## EXERCISE
Print every one of the items below word for word, without any changes.

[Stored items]
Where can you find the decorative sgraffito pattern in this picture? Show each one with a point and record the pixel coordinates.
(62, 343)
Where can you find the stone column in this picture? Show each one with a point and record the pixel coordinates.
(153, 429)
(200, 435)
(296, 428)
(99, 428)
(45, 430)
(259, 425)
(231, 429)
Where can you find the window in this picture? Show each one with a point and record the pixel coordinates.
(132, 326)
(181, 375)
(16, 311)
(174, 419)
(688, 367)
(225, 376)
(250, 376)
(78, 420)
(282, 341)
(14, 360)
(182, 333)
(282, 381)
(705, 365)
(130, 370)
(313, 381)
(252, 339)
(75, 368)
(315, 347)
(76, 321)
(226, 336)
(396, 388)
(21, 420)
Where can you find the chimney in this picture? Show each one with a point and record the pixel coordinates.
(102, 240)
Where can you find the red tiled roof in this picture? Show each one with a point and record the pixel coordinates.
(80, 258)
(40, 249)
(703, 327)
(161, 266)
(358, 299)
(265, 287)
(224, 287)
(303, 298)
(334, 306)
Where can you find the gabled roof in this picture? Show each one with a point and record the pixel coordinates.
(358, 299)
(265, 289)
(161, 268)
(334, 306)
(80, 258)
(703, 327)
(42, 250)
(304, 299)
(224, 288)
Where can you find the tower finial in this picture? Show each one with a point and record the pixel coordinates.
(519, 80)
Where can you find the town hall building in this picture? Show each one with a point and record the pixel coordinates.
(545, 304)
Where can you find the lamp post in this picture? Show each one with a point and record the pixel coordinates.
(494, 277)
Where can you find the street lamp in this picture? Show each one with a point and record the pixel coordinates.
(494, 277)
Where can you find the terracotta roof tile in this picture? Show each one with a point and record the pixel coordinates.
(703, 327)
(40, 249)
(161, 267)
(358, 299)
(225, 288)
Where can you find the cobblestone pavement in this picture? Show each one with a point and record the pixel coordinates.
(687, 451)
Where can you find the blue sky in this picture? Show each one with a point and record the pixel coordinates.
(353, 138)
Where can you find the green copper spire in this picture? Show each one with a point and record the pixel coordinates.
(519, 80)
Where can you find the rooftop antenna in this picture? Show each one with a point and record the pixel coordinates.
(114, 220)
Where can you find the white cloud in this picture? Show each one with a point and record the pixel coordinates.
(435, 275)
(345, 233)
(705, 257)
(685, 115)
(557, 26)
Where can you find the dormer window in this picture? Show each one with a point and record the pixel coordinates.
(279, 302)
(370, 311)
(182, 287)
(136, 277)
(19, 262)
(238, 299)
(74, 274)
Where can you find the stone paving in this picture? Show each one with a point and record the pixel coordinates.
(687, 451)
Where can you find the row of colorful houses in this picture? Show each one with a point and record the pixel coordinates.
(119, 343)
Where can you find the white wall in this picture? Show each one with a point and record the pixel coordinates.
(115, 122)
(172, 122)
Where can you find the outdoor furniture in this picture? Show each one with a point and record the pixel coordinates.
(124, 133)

## TASK ANSWER
Where can you find the decorative sgraffito pattern in this picture? Show each one with a point and record the pixel coordinates.
(62, 343)
Where can you find the stone column in this picture? Show each one with a point and record the pixel coordinates.
(153, 429)
(200, 435)
(296, 428)
(99, 428)
(45, 430)
(259, 425)
(231, 429)
Where can you find the window in this picture? Show each one with a point and record the pixel coordinates.
(132, 326)
(181, 375)
(16, 311)
(174, 419)
(688, 367)
(225, 376)
(250, 376)
(78, 420)
(282, 341)
(14, 360)
(182, 333)
(282, 381)
(705, 365)
(130, 370)
(313, 381)
(252, 339)
(75, 368)
(315, 347)
(76, 321)
(226, 336)
(396, 388)
(21, 420)
Where can you find the chimney in this picture? Show each one with a point and record the pixel coordinates.
(102, 240)
Where can you find the red tiled roof in this picture? Show each one with a point and record the pixel coordinates.
(80, 258)
(40, 249)
(703, 327)
(161, 266)
(358, 299)
(265, 287)
(224, 287)
(303, 298)
(334, 306)
Where can you find the gabled roof in this picture? Show each one with a point and record the pixel coordinates.
(358, 299)
(265, 289)
(161, 268)
(334, 306)
(80, 258)
(703, 327)
(42, 250)
(304, 299)
(224, 288)
Where can you find the tower finial in this picture? Show each one with a point and record the pixel coordinates.
(519, 80)
Where can you find the town hall building in this picture? Show each one with a point and record the pixel coordinates.
(545, 304)
Where can you find the lamp post in this picture? Show each one with a point and record the pixel coordinates.
(494, 277)
Where can you find the street lamp in this picture? Show each one with a point and record the pixel coordinates.
(494, 277)
Where can you find the terracotta roof tile in this picture? Show each one with a point and record the pixel coordinates.
(703, 327)
(40, 249)
(161, 267)
(358, 299)
(225, 288)
Where can you find the cobblestone pavement in this picture? Show each one with a point and record the pixel coordinates.
(687, 451)
Where can you find the blue sky in this picture? Show each one with a point and record the pixel coordinates.
(353, 138)
Where can you find the green copper spire in this picture? Show each one with a point and record the pixel coordinates.
(519, 80)
Where can you find the rooftop antenna in this picture? Show each one with a point and record the pixel coordinates.
(114, 220)
Where can you find the white cloud in this picture? Show each one with a point and record the pixel coordinates.
(435, 275)
(345, 233)
(705, 257)
(685, 115)
(557, 26)
Where can you find the dormer window in this picture? Show each one with a point and record the pixel coordinates.
(279, 302)
(370, 311)
(182, 287)
(136, 277)
(19, 262)
(238, 299)
(74, 274)
Where can you find the stone paving in this picture? Show each one with a point and record the pixel coordinates.
(687, 451)
Where can you find the row of colorful houses in this picture? Show each one with a point and record the pixel coordinates.
(119, 343)
Where can you find the white wall in this picture? Show each one with a point and record the pixel coordinates.
(115, 122)
(172, 122)
Where can you find the outdoor furniture in this picture? Show each one with a point and record the pixel coordinates.
(124, 133)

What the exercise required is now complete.